>> START

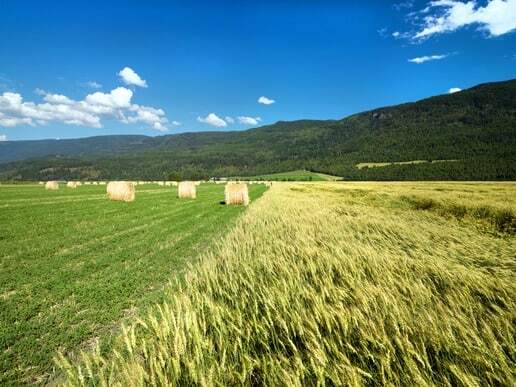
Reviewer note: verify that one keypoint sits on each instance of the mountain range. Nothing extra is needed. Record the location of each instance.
(472, 133)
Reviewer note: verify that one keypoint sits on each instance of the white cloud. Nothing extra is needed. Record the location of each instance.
(119, 97)
(498, 17)
(426, 58)
(90, 111)
(249, 120)
(130, 77)
(57, 99)
(265, 101)
(213, 119)
(93, 85)
(403, 4)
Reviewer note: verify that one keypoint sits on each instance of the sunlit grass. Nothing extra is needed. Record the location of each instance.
(335, 284)
(74, 264)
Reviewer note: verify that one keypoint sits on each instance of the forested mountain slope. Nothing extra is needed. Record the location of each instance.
(475, 128)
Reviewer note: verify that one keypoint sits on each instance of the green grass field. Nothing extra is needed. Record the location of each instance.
(376, 165)
(75, 265)
(337, 284)
(299, 175)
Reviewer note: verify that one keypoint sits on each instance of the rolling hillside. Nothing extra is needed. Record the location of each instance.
(475, 128)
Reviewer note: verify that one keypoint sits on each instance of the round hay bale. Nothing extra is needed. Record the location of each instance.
(236, 193)
(52, 185)
(187, 190)
(121, 190)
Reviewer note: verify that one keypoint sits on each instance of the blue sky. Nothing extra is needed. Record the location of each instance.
(190, 66)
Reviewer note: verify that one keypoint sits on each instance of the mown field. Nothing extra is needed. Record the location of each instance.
(74, 265)
(337, 284)
(298, 175)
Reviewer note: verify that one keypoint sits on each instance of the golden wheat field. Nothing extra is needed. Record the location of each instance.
(336, 284)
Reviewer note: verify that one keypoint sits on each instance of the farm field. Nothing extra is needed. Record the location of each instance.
(74, 265)
(299, 175)
(337, 283)
(376, 165)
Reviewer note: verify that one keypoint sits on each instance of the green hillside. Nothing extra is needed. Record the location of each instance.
(476, 128)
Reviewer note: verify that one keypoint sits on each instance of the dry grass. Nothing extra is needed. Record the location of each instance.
(360, 289)
(187, 190)
(121, 190)
(236, 193)
(52, 185)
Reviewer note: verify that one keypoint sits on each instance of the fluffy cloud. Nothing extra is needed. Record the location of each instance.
(498, 17)
(213, 119)
(93, 85)
(116, 98)
(249, 120)
(265, 101)
(130, 77)
(454, 90)
(89, 112)
(426, 58)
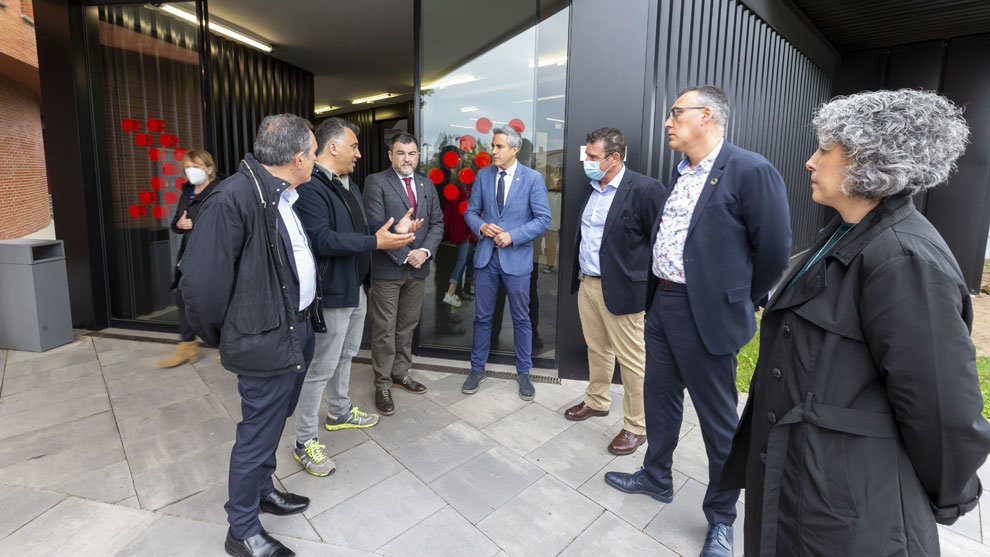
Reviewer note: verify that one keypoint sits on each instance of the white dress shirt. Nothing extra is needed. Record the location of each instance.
(593, 223)
(305, 265)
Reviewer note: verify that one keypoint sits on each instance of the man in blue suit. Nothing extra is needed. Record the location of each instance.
(508, 209)
(722, 240)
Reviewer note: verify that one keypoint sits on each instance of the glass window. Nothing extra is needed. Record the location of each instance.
(509, 72)
(153, 116)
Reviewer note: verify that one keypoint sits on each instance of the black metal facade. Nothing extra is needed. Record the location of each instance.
(773, 89)
(247, 86)
(959, 68)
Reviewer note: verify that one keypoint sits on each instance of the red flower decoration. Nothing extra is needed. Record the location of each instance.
(450, 191)
(435, 175)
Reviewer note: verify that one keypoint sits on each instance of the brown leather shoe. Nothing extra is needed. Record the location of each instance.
(582, 412)
(383, 402)
(409, 384)
(625, 442)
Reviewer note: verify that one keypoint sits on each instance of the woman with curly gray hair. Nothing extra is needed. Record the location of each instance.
(863, 426)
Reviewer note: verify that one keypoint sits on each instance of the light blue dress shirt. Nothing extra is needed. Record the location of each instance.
(305, 265)
(593, 223)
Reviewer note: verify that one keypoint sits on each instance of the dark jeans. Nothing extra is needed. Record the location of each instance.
(486, 284)
(677, 358)
(266, 402)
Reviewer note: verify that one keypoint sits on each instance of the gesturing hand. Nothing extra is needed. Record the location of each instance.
(388, 240)
(503, 239)
(184, 223)
(407, 224)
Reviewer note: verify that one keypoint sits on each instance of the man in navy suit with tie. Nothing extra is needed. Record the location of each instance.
(508, 209)
(722, 240)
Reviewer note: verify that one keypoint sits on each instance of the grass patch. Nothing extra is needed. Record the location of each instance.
(750, 353)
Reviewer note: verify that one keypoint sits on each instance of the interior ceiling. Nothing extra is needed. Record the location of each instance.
(861, 24)
(361, 48)
(354, 48)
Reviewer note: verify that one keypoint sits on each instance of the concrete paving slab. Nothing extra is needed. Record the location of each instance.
(445, 534)
(542, 520)
(485, 483)
(374, 517)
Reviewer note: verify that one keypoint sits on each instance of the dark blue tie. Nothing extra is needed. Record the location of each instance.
(500, 191)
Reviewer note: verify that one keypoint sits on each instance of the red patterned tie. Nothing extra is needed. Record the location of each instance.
(412, 197)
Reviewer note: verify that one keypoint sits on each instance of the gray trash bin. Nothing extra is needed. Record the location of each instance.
(34, 295)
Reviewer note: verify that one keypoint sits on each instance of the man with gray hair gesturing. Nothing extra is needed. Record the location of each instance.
(508, 209)
(721, 241)
(248, 283)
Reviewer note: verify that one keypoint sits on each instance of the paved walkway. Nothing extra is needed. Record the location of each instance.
(103, 454)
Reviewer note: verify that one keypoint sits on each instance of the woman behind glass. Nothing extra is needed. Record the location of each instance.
(863, 426)
(200, 171)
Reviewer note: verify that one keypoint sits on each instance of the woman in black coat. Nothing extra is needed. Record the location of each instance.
(863, 426)
(200, 172)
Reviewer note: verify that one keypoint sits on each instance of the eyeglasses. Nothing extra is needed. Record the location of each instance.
(675, 111)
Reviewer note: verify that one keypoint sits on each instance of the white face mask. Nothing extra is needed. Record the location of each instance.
(196, 175)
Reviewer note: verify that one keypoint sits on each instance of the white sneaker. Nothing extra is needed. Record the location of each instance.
(452, 299)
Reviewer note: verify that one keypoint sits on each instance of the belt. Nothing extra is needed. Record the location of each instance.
(671, 286)
(834, 418)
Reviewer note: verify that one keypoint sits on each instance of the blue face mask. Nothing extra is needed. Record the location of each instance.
(593, 170)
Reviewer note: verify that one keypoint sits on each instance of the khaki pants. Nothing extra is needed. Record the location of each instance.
(608, 337)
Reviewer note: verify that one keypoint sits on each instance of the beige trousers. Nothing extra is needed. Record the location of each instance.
(608, 337)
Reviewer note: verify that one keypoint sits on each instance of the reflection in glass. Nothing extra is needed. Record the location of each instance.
(151, 87)
(518, 79)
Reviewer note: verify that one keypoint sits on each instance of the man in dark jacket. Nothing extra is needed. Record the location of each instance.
(248, 282)
(399, 275)
(611, 262)
(331, 210)
(721, 242)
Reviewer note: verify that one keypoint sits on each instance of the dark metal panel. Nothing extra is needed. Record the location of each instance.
(960, 210)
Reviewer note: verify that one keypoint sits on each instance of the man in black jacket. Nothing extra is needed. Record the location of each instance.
(248, 281)
(611, 257)
(331, 209)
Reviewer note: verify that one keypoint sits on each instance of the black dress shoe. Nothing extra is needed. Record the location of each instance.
(383, 402)
(258, 545)
(282, 504)
(409, 384)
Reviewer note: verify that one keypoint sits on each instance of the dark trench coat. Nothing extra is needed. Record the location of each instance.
(863, 425)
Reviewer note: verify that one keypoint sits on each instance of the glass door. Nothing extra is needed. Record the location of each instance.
(150, 79)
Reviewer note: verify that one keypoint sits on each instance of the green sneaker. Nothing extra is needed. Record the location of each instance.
(355, 419)
(314, 460)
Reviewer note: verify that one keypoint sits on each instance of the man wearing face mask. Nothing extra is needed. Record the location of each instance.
(612, 255)
(200, 172)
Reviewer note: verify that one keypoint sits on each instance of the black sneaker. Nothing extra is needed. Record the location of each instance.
(526, 389)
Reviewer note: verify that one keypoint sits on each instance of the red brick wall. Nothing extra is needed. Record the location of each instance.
(23, 182)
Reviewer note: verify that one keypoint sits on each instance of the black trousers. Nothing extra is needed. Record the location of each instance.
(676, 358)
(266, 402)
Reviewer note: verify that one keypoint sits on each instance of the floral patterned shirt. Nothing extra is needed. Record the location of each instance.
(668, 249)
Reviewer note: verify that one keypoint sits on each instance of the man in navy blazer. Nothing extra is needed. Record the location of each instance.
(611, 264)
(508, 209)
(722, 240)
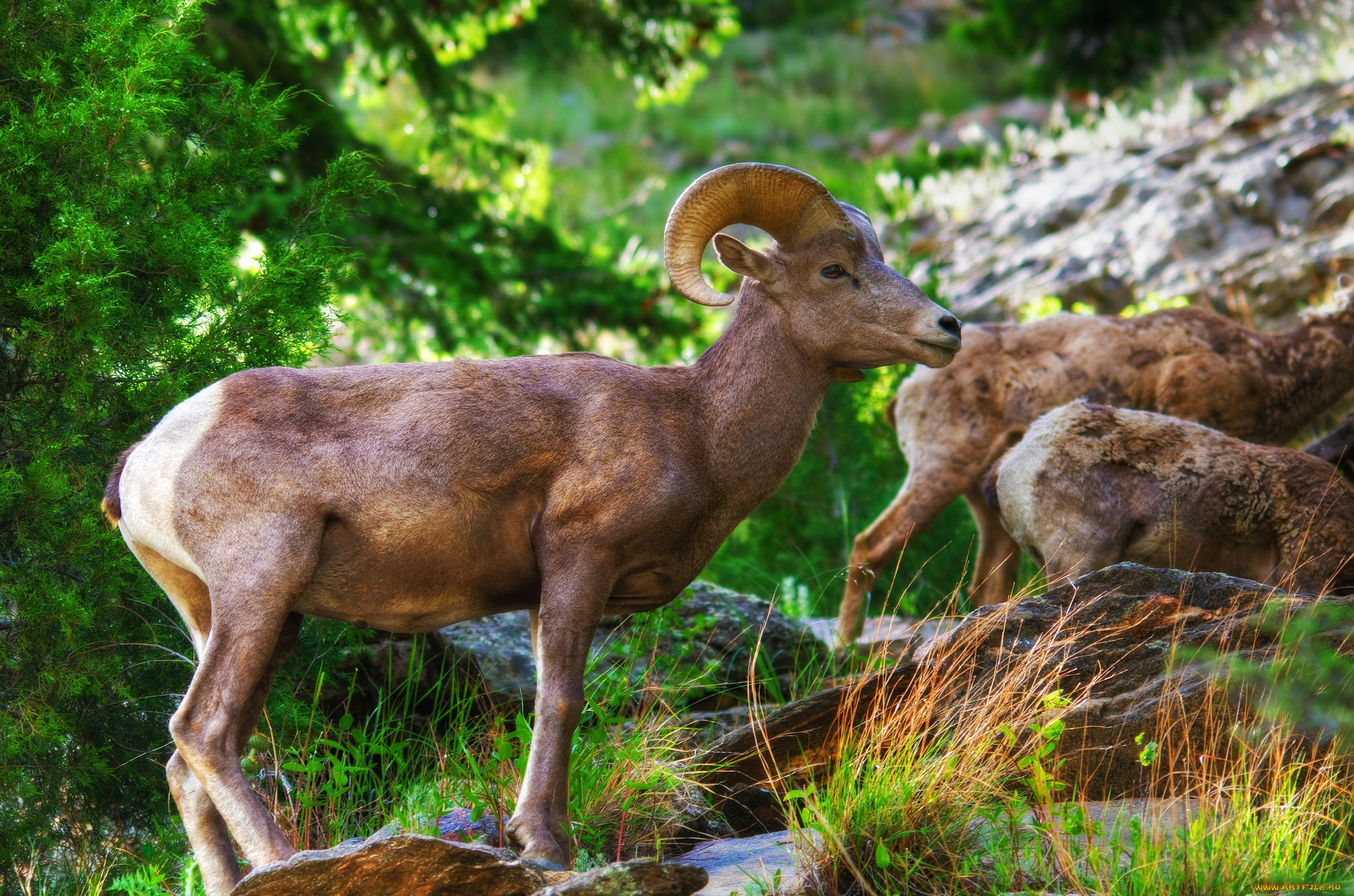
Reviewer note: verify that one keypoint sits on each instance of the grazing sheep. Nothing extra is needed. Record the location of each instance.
(1090, 486)
(1191, 363)
(413, 496)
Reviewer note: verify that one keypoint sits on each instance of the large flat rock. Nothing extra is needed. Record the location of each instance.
(391, 864)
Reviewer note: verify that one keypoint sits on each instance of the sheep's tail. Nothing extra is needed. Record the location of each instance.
(990, 488)
(111, 494)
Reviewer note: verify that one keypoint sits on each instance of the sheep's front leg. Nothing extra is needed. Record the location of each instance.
(563, 627)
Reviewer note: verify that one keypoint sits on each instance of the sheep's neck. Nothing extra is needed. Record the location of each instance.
(1319, 361)
(760, 393)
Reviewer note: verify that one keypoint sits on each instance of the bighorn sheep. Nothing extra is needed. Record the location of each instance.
(1090, 486)
(1191, 363)
(412, 496)
(1337, 447)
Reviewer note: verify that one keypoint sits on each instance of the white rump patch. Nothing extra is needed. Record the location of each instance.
(147, 488)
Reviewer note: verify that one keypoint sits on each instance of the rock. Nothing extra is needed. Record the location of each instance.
(1337, 447)
(725, 630)
(1245, 215)
(391, 864)
(1108, 638)
(497, 649)
(637, 877)
(713, 627)
(457, 826)
(895, 636)
(736, 864)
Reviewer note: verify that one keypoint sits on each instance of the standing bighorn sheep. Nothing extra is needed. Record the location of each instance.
(953, 424)
(1090, 486)
(412, 496)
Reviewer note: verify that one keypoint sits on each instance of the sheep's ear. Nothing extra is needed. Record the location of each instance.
(746, 262)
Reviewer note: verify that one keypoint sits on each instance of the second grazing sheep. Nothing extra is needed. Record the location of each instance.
(1090, 486)
(1191, 363)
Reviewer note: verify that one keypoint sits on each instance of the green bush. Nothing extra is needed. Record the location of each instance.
(125, 157)
(1092, 45)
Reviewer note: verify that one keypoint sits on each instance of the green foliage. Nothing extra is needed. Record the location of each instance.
(124, 156)
(459, 258)
(1311, 683)
(850, 472)
(1092, 45)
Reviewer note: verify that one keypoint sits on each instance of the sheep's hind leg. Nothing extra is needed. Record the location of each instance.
(252, 630)
(206, 829)
(571, 607)
(917, 505)
(998, 555)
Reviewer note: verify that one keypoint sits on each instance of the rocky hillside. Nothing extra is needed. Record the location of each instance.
(1245, 213)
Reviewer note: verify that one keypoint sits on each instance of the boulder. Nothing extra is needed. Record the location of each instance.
(713, 628)
(1242, 214)
(895, 636)
(1117, 640)
(723, 630)
(735, 864)
(637, 877)
(497, 652)
(393, 864)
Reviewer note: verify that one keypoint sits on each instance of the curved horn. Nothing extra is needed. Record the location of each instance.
(787, 204)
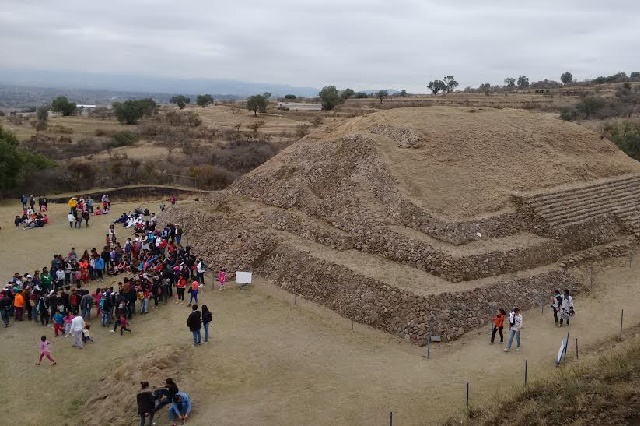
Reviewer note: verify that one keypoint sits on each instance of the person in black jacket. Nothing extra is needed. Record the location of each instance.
(194, 322)
(146, 404)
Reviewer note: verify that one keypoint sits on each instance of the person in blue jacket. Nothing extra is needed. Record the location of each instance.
(181, 407)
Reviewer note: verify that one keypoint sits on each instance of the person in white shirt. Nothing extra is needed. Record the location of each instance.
(77, 324)
(566, 308)
(515, 330)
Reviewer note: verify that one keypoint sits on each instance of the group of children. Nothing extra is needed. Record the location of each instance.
(562, 305)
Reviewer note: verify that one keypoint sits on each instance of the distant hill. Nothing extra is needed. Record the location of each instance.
(97, 85)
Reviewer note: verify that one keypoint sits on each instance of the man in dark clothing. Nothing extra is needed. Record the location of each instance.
(194, 322)
(146, 404)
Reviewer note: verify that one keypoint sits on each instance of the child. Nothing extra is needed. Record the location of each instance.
(86, 334)
(222, 277)
(44, 350)
(498, 322)
(58, 323)
(67, 323)
(122, 322)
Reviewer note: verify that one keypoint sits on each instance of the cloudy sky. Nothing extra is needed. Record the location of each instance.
(350, 43)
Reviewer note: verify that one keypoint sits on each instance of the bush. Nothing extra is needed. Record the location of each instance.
(123, 138)
(626, 135)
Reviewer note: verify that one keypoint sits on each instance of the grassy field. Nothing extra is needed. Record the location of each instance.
(271, 361)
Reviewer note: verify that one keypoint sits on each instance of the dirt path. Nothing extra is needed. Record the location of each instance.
(275, 362)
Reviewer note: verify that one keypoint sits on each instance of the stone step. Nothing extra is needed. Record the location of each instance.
(606, 205)
(535, 200)
(596, 195)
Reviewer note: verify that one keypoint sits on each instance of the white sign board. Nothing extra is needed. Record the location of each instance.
(562, 352)
(243, 277)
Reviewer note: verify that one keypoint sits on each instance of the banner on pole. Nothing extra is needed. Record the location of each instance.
(243, 277)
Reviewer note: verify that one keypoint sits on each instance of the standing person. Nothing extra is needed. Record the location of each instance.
(180, 286)
(556, 304)
(193, 292)
(86, 303)
(146, 404)
(194, 322)
(181, 407)
(566, 307)
(77, 324)
(207, 317)
(515, 330)
(222, 277)
(201, 268)
(43, 346)
(86, 216)
(18, 304)
(498, 322)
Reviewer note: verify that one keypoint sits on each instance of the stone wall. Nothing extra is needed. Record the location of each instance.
(398, 311)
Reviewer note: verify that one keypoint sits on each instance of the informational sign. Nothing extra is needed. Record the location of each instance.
(562, 352)
(243, 277)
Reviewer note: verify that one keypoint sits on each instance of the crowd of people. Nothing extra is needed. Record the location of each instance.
(561, 304)
(156, 269)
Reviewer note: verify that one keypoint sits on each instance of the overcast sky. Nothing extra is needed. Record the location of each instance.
(399, 44)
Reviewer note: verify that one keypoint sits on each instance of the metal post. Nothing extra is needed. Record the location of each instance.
(467, 395)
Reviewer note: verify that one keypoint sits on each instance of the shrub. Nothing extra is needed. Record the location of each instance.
(626, 135)
(123, 138)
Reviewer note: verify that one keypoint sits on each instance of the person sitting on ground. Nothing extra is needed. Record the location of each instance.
(181, 407)
(146, 404)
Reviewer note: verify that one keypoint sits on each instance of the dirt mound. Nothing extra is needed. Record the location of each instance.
(470, 160)
(121, 384)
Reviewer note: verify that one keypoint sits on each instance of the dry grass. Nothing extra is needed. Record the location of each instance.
(471, 160)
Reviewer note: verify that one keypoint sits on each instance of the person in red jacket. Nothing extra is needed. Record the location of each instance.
(498, 322)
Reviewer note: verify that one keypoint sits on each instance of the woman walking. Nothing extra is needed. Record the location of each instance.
(44, 350)
(498, 322)
(207, 317)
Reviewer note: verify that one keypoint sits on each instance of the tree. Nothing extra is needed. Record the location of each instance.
(382, 94)
(450, 83)
(257, 103)
(347, 93)
(42, 113)
(510, 82)
(204, 100)
(523, 82)
(566, 77)
(330, 97)
(62, 105)
(180, 100)
(131, 111)
(485, 88)
(437, 86)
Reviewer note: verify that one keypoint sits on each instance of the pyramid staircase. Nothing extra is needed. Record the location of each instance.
(616, 197)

>> END

--- Aim of the exercise ---
Write out the lines above, starting at the line that contains "the dirt mound." and ending with the final line, and nothing else; copy them exactly.

--- Output below ---
Reviewer note: verify that one keypoint sits on each instance of the dirt mound. Nothing extra is needed. Record the location of each instance.
(470, 160)
(121, 384)
Reviewer note: verify that one keypoint sits on each instance of the dry grass. Nothing extra is needed. Record the location of each instance.
(471, 160)
Reviewer note: verify that one keypoint sits on each instance of the person in red jacket. Nothing extra is needed. Record the location of each instance.
(498, 322)
Reviewer note: verify that one keypoint sits on each instance of the woman walking. Nothing extra is needed. Record the location of each instance.
(44, 350)
(498, 322)
(207, 317)
Reviewer note: verify that one keypoint sits on each instance of the tree. Nothing extra is needed. Record the location of each instance.
(382, 94)
(450, 83)
(257, 103)
(347, 93)
(42, 113)
(510, 82)
(204, 100)
(523, 82)
(566, 77)
(330, 97)
(62, 105)
(180, 100)
(131, 111)
(485, 88)
(437, 86)
Reviewer note: verify that one keypoint sits on each instance of the pyramid staircase. Nothing extra is needed. Record the location of each instance.
(616, 197)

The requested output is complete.